begin SUPPLIED DATA

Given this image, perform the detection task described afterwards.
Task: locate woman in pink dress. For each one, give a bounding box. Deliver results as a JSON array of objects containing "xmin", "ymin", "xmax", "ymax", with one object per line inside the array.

end SUPPLIED DATA
begin SUPPLIED DATA

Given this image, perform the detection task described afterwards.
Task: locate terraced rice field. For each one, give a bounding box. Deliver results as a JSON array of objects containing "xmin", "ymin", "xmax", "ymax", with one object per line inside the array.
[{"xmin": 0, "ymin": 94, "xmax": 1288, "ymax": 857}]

end SUPPLIED DATA

**SET EXERCISE:** Pick out every line in the items above that contains the string "ymin", and copy each one in full.

**TASK SOLUTION:**
Task: locate woman in pink dress. For each one, give a bounding box. Deliver results as a JSON array of objects containing "xmin", "ymin", "xmax", "ymax", with one object per line inside the array.
Task: locate terraced rice field. For each one, give a bounding box. Deliver results as a JSON array of objects containing "xmin", "ymin", "xmax", "ymax", with one object per line inside the array.
[{"xmin": 0, "ymin": 94, "xmax": 1288, "ymax": 857}]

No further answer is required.